TASKS FOR THIS EXERCISE
1. According to the blog post, where and in what year was Imre: A Memorandum first published?
2. Rewrite the blog post's passage that opens with "I have just" and closes with "between diverse groups.", substituting "objectionable" for "detestable".

‘ All those patently depraved, noxious, flaccid, gross, womanish beings, perverted and imperfect in moral nature and in even their bodily tissues. Those homosexual legions that are the straw-chaff of society; …’: Sex/Gender politics and the enforcement of  oppression from within. The horrible roots of the LGB Alliance in the early ‘gay’ novel – reflecting on Edward Prime-Stevenson’s [ed. James J. Gifford] (2003) ‘Imre: A Memorandum’ (first published 1906 in Naples)

All those patently depraved, noxious, flaccid, gross, womanish beings, perverted and imperfect in moral nature and in even their bodily tissues. Those homosexual legions that are the straw-chaff of society; …’.[1]: Sex/Gender politics and the enforcement of  oppression from within. The horrible roots of the LGB Alliance in the early ‘gay’ novel – reflecting on Edward Prime-Stevenson’s [ed. James J. Gifford] (2003) Imre: A Memorandum (first published 1906 in Naples) Peterborough, Ontario, Canada; Broadview Press Ltd.

The front covers

I have just finished the novel Imre: A Memorandum in an attempt to learn much more about how queer lives were treated in early writing of the period in which the term ‘homosexual’ was being elaborated into meaning. I hated it and was going not to blog ion it until I learned of the Charity Commissions decision to accept an application from the LGB Alliance. This betrays every principle of inclusion for which the word ‘charity’ at its best ought to stand. So I decided to widen the blog to show how what is detestable in Imre is precisely the repressed state of the gay community represented by the LGB Alliance. I wish so much the Charity Commission would reconsider support for a movement based on hateful exclusion not the widening of mutual understanding between diverse groups.

[Object pointing dataset rows]
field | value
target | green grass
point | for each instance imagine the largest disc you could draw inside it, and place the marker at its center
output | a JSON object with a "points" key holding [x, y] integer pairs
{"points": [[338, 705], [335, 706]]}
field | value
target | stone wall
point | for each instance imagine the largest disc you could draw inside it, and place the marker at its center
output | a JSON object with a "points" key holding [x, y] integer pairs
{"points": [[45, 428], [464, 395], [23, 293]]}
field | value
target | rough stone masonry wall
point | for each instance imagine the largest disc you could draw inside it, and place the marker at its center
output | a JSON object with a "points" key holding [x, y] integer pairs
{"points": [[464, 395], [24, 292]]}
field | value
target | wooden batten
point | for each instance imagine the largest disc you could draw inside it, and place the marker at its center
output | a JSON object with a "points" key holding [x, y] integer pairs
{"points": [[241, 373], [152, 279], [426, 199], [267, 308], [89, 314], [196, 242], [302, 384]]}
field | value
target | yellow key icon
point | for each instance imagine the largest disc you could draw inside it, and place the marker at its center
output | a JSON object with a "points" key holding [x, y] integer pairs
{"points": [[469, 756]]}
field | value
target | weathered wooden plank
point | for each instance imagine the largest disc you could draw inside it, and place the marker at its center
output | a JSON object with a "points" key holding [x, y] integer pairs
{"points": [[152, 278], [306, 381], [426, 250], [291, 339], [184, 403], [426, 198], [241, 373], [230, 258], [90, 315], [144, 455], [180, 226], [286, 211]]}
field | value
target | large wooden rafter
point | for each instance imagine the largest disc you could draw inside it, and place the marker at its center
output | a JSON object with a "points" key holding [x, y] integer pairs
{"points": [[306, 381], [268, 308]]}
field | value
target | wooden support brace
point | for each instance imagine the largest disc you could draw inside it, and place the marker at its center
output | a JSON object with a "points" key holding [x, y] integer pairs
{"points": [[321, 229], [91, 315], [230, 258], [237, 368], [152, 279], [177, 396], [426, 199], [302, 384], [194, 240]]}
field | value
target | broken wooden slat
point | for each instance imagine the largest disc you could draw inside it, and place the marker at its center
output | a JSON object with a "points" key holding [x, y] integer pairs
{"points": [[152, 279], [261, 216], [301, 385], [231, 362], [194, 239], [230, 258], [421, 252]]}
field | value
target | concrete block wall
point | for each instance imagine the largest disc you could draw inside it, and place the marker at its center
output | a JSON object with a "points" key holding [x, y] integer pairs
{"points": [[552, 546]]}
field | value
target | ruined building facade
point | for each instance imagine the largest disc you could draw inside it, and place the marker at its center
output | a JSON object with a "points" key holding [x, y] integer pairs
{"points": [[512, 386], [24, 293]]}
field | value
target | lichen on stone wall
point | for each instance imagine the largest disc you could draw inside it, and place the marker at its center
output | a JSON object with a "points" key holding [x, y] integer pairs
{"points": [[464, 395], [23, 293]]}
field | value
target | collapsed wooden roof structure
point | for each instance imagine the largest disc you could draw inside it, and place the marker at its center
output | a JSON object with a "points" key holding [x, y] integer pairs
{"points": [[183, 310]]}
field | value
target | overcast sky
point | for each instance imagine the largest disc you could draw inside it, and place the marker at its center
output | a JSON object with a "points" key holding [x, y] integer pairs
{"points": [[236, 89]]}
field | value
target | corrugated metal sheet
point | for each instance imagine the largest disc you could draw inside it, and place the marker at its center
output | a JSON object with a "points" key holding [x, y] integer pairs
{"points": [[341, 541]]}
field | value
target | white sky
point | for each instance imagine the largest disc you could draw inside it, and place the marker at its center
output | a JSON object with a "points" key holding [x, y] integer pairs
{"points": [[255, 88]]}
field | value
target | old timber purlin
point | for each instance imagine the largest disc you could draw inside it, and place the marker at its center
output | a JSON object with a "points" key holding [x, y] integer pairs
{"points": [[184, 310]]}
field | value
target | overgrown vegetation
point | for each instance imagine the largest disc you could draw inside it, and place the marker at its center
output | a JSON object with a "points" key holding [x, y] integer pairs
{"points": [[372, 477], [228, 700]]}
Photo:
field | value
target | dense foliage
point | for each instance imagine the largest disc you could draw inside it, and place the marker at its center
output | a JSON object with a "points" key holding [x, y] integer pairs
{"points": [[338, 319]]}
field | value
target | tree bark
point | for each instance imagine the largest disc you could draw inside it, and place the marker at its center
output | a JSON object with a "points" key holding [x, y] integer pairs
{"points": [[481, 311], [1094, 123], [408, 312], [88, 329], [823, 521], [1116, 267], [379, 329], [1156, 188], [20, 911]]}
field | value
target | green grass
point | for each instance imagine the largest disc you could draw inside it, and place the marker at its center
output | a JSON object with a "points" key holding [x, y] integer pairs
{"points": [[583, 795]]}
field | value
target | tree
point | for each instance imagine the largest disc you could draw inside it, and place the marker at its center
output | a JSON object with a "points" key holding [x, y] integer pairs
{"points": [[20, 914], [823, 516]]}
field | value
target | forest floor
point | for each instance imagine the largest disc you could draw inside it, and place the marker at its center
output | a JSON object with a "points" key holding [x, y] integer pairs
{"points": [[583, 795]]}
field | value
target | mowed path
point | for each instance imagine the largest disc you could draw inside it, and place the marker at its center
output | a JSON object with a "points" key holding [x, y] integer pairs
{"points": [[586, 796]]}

ANSWERS
1. It was first published in Naples in 1906.

2.
I have just finished the novel Imre: A Memorandum in an attempt to learn much more about how queer lives were treated in early writing of the period in which the term ‘homosexual’ was being elaborated into meaning. I hated it and was going not to blog ion it until I learned of the Charity Commissions decision to accept an application from the LGB Alliance. This betrays every principle of inclusion for which the word ‘charity’ at its best ought to stand. So I decided to widen the blog to show how what is objectionable in Imre is precisely the repressed state of the gay community represented by the LGB Alliance. I wish so much the Charity Commission would reconsider support for a movement based on hateful exclusion not the widening of mutual understanding between diverse groups.